» Passage to read:
## Begin

Threat Score Risk Level
Injection detected 0.85 HIGH
Jailbreak detected 0.80 HIGH
Encoding attack 0.90 CRITICAL
Info leak in output 0.70 HIGH

Compliance Checker

Scans for PII and prohibited content in both inputs and outputs.

PII patterns and weights:

PII Type Pattern Weight
SSN XXX-XX-XXXX 0.9
Credit card XXXX-XXXX-XXXX-XXXX 0.9
Email Standard email format 0.4
Phone US phone formats 0.5
IP address IPv4 format 0.3

Prohibited content detection:

Content Type Score
Violence instructions 0.95
Illegal activity 0.95
Self-harm instructions 0.95

Custom rules — Add regex-based detection patterns via configuration:

checker_configs:
  compliance:
    custom_rules:
      - name: api_key_pattern
        pattern: '(?:sk|pk)[-_][a-zA-Z0-9]{32,}'

Hallucination Checker

Detects fabricated information in AI outputs.

Heuristic mode (default):

Check Condition Score
Fabricated URLs URL not in context["known_urls"] 0.4
Unverifiable citations Pattern: "Author (YYYY)" 0.3
Overconfident language 2+ markers: "100%", "guaranteed", "definitely" 0.3
Internal contradictions "always/never" pairs 0.5

NLI mode (optional, requires pip install airiskguard[transformers]):

Uses cross-encoder/nli-deberta-v3-small for semantic contradiction detection between premise and hypothesis.

checker_configs:
  hallucination:
    use_nli: true

Bias Checker

Evaluates algorithmic fairness using four metrics.

Metrics:

Metric Threshold Data Required
Disparate Impact Ratio < 0.8 (4/5ths rule) context["group_outcomes"]
Demographic Parity > 0.1 difference context["group_outcomes"]
Equalized Odds (TPR) > 0.1 difference context["predictions"], context["labels"]
Equalized Odds (FPR) > 0.1 difference context["predictions"], context["labels"]
Biased Language Pattern match Output text

Fraud Checker

Transaction-focused fraud detection.

Detection methods:

Method Trigger Score
Amount anomaly z-score > 3.0 min(z / (threshold * 2), 1.0)
Velocity abuse > 5 transactions per user min(count / (max * 3), 1.0)
Round large amounts > $1,000 as integer 0.6
Currency mismatch Country/currency inconsistency 0.6

Universal Risk Scoring

All checkers use the same risk level mapping:

Score Range Risk Level
>= 0.8 CRITICAL
0.5 – 0.8 HIGH
0.3 – 0.5 MEDIUM
< 0.3 LOW

## End

» Directive A:
Write out as a numbered list everything in the records from the beginning down to the line containing "x=274 y=552", including both ends and omitting any blank lines. Leave the pictures out of the answer.

» Available records:
## Begin

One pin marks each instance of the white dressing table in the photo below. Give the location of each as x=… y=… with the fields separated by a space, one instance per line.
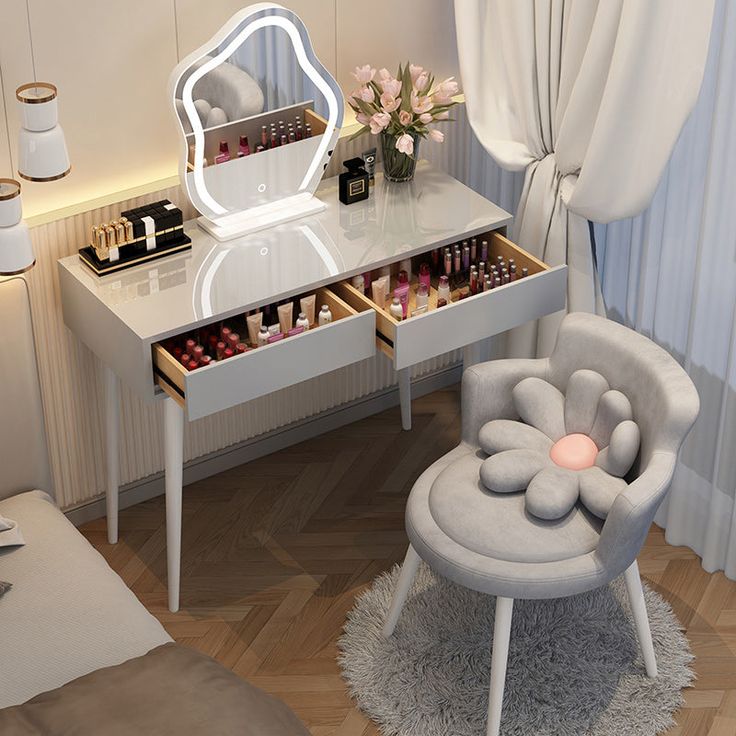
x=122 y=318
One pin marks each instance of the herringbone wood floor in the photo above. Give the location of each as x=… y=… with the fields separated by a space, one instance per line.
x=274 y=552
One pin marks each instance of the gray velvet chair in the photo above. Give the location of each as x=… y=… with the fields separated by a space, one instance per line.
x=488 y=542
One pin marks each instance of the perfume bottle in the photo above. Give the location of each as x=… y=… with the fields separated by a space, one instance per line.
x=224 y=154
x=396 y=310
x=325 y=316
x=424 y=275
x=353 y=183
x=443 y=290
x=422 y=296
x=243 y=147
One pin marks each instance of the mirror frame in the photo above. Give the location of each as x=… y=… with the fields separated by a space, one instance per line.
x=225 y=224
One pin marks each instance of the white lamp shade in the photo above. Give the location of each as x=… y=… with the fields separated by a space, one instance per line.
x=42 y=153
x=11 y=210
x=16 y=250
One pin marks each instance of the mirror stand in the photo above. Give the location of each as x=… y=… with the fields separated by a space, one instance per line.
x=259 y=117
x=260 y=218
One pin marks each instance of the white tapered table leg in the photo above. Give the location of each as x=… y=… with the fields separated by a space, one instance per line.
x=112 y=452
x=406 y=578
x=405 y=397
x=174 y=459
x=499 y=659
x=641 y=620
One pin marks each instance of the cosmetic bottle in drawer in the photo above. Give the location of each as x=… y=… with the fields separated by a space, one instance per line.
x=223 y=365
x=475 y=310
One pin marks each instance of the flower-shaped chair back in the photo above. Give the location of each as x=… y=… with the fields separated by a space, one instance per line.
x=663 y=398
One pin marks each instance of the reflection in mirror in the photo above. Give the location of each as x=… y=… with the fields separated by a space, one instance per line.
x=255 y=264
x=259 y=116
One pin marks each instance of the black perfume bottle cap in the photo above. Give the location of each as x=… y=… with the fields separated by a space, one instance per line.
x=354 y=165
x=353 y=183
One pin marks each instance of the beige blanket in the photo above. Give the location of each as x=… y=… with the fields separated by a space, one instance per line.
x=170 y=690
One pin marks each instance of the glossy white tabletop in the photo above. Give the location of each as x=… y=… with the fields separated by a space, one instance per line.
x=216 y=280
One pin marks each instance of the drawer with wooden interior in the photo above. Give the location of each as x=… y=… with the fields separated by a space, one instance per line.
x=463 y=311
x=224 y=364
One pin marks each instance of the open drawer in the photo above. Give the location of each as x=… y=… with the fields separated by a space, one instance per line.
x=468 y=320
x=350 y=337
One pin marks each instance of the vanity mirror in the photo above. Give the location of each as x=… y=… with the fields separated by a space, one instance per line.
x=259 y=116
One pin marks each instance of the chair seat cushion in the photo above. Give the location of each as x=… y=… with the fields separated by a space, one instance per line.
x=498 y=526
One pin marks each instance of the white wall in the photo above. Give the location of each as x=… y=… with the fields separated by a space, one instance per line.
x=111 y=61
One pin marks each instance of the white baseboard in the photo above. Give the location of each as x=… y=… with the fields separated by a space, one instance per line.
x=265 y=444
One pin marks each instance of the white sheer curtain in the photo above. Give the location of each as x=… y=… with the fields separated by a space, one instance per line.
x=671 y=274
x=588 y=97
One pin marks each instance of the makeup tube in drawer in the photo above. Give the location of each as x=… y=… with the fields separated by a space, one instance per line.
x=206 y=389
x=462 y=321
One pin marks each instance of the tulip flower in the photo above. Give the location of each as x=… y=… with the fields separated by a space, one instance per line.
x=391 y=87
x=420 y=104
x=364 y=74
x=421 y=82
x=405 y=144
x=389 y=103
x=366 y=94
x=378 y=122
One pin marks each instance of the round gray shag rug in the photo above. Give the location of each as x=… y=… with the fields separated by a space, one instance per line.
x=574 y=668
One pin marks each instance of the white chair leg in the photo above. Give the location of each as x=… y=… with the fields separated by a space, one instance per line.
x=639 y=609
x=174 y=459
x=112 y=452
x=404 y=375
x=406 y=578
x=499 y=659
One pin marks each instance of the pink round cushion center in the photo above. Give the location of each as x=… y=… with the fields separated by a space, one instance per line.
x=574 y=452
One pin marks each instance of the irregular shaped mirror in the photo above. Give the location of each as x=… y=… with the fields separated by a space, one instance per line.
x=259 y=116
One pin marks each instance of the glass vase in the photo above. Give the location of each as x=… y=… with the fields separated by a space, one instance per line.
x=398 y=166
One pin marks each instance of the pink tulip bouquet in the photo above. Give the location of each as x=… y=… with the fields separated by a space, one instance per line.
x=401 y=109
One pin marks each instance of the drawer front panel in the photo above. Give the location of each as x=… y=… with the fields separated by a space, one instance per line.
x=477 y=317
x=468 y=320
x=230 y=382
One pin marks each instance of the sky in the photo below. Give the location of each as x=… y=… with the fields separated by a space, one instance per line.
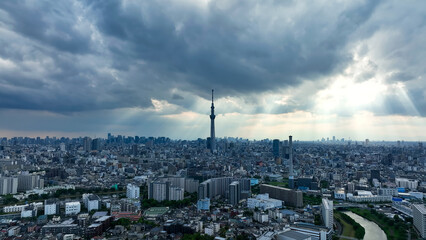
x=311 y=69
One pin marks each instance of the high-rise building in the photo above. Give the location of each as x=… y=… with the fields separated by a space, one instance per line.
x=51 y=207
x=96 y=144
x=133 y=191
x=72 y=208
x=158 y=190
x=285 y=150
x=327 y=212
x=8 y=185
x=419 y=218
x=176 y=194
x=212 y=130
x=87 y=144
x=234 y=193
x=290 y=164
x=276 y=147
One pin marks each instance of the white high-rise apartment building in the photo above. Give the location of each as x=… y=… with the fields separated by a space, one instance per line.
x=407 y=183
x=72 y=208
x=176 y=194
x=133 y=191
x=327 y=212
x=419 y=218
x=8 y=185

## End

» Directive B:
Which PII types does the risk checker documentation list for the Compliance Checker?

» Correct response A:
1. One pin marks each instance of the white dressing table in the photo below. Give the location of each as x=… y=… with the fields separated by a space, one instance per line.
2. x=122 y=318
3. One pin marks each instance of the herringbone wood floor in the photo above. Give the location of each as x=… y=… with the fields separated by a space, one instance per line.
4. x=274 y=552

» Correct response B:
- SSN
- Credit card
- Email
- Phone
- IP address